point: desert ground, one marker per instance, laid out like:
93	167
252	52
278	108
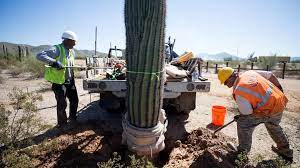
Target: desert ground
90	112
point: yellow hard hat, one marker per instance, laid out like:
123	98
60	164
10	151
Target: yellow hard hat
224	74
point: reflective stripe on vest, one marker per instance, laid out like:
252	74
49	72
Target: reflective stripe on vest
52	74
264	98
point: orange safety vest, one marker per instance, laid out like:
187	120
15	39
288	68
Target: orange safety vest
265	98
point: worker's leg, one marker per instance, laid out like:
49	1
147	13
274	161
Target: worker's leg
60	96
73	98
276	133
200	70
245	128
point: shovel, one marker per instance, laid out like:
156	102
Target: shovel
234	119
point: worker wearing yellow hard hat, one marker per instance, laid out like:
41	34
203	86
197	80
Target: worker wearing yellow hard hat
260	99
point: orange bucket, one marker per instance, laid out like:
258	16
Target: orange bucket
218	115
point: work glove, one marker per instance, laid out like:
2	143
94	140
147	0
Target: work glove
57	65
236	117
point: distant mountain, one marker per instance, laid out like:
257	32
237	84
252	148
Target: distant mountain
218	57
33	50
295	58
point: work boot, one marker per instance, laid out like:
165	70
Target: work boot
286	154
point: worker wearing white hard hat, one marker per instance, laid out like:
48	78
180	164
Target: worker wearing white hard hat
59	58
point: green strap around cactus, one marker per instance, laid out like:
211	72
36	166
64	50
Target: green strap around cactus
145	33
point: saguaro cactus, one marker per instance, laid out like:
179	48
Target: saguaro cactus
145	33
145	24
20	53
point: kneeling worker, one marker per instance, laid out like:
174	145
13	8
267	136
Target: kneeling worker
260	99
62	78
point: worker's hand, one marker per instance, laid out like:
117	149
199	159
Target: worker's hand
57	65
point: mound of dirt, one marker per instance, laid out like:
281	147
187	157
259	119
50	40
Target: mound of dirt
201	148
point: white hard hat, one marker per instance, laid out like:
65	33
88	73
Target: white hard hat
69	35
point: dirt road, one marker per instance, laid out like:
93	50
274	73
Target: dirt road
200	117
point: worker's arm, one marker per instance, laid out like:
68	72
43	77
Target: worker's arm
271	77
244	105
48	56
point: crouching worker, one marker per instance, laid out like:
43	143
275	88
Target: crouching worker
59	59
260	99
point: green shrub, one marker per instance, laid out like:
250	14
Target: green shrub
22	122
270	61
11	158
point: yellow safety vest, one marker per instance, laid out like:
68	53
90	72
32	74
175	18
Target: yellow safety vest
54	75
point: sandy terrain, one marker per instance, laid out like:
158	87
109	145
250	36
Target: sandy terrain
200	117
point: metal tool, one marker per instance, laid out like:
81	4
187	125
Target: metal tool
235	119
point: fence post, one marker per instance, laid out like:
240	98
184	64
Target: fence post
283	70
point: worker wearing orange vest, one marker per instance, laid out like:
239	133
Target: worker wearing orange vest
260	99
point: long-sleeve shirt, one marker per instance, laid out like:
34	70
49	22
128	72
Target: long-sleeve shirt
49	56
244	105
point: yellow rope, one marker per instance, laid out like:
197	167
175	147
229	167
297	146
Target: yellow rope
148	73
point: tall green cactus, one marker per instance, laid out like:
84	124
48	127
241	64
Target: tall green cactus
145	33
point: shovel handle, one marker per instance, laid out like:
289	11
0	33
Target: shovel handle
235	119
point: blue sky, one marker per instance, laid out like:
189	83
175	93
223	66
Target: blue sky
210	26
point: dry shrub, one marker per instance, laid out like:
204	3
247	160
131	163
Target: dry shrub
18	126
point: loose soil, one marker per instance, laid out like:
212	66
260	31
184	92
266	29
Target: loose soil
188	141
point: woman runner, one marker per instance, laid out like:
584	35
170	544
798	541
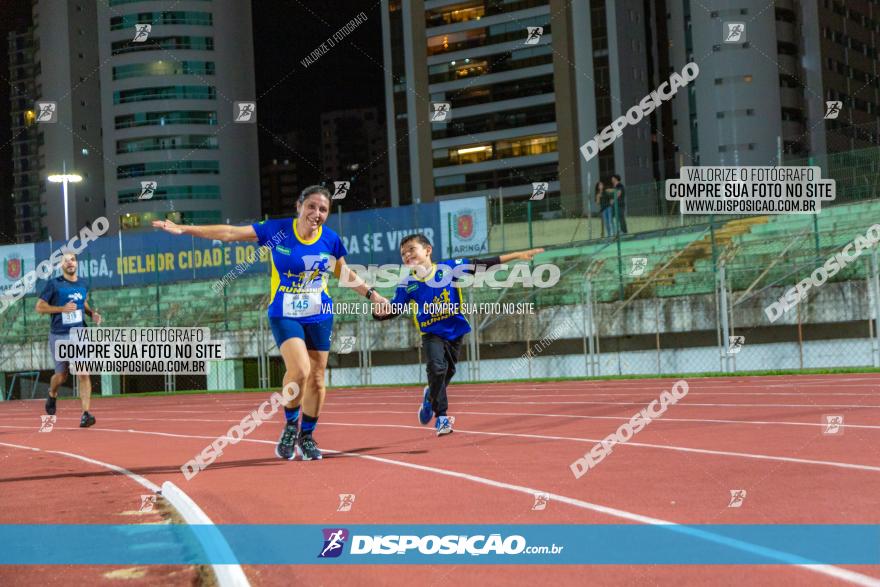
■ ■ ■ ■
** Exercise **
Pictures do not belong in the copy. Output all of the records exactly.

** Response area **
point: desert ground, one marker per instance, laid out like:
93	167
252	52
278	108
Target: desert ground
90	112
point: yellow hard hat, one marker per instance, laid out like:
123	98
60	164
10	151
Target: yellow hard hat
224	74
point: reflective stripe on vest, one marker per instance, laid out like:
252	74
49	72
Target: reflective stripe on vest
52	74
264	98
point: orange safety vest, one marker per instance, laid out like:
187	120
15	39
288	68
Target: orange safety vest
265	98
point: worker's leg, one marker per instance, laid out like:
49	1
147	13
274	161
Target: worker's leg
60	96
73	98
276	133
200	70
245	128
point: shovel, one marker per instance, laid out like:
156	102
Target: shovel
234	119
point: worker wearing yellow hard hat, one marker per instance, laid out like:
41	34
203	86
197	80
Target: worker wearing yellow hard hat
260	99
point: orange bucket, one marker per instance, laid out like:
258	16
Target: orange bucket
218	115
point: work glove, one marker per instance, laid out like:
2	143
94	140
147	0
Target: work glove
57	65
236	117
point: distant mountain, one marker per instance, laid out like:
257	32
237	84
252	148
Target: distant mountain
218	57
33	50
295	58
point: work boot, one marker per instance, laid out like:
165	70
Target: work boot
286	154
point: worker wearing white hard hat, one marker per instance, laid out like:
48	78
180	164
Target: worker wearing white hard hat
59	58
point: green strap around cactus, one marker per instance, laid out like:
211	72
36	166
64	50
Target: green strap around cactus
145	33
point: saguaro cactus, one marker per instance, laid out like:
179	48
Target: saguaro cactus
145	33
145	24
20	53
point: kneeling worker, one marker per instance, laid out like:
174	145
13	8
267	136
Target: kneeling worker
260	99
62	78
point: worker's hand, one marker per instance, laid out like:
117	149
199	159
Target: worker's hand
57	65
point: mound of dirt, one marker per instance, laid out like:
281	147
187	157
259	119
50	40
Target: mound of dirt
201	148
point: white hard hat, one marker per instance, laid out like:
65	33
88	73
Target: white hard hat
69	35
point: dirt road, one marker per instance, laid out like:
93	50
274	73
Target: dirt road
200	117
point: worker's arm, one marker per instance, laid out like:
68	72
43	77
Target: worker's arm
271	77
244	105
48	56
point: crouching worker, one marker per instance, laid out like:
43	143
275	88
Target: crouching worker
59	59
260	99
point: green shrub, one marker per instance, laid out like:
250	14
Target: green shrub
22	122
270	61
11	158
point: yellow safety vest, one marker per instance, laid out like:
68	53
90	72
32	74
175	18
Target: yellow safety vest
54	75
point: sandy terrain, one marker per instance, laid out like:
158	87
109	145
250	36
Target: sandy terrain
200	117
point: metal tool, one marker per instance, laid out like:
81	4
187	125
Target: metal tool
235	119
point: fence post, one marker per instance, laid out like:
240	98
184	64
Target: fence post
283	70
point: worker wearing orange vest, one marker per instance, laid out like:
239	133
Target: worker wearing orange vest
260	99
point: long-sleeve shirt, one marker per instance, laid out like:
34	70
49	22
128	72
Target: long-sleeve shirt
49	56
244	105
point: yellow rope, one marker per instance, laid out like:
197	167
175	147
229	167
297	146
Target: yellow rope
148	73
point: tall green cactus, one marker per instance, laid out like:
84	124
48	127
241	64
Target: tall green cactus
145	33
point: shovel handle, one marker per instance, laid out like:
289	11
0	33
Target: shovel handle
235	119
point: blue sky, one marker per instance, laid out like:
189	83
175	93
223	66
Target: blue sky
210	26
point: dry shrub, one marker per instance, laid out like:
204	3
247	160
131	163
Target: dry shrub
18	126
point: loose soil, one marker per instance, laid out like:
212	66
260	31
184	92
266	29
Target: loose soil
188	141
point: woman runner, one marker per instance, laid out like:
584	35
170	544
798	541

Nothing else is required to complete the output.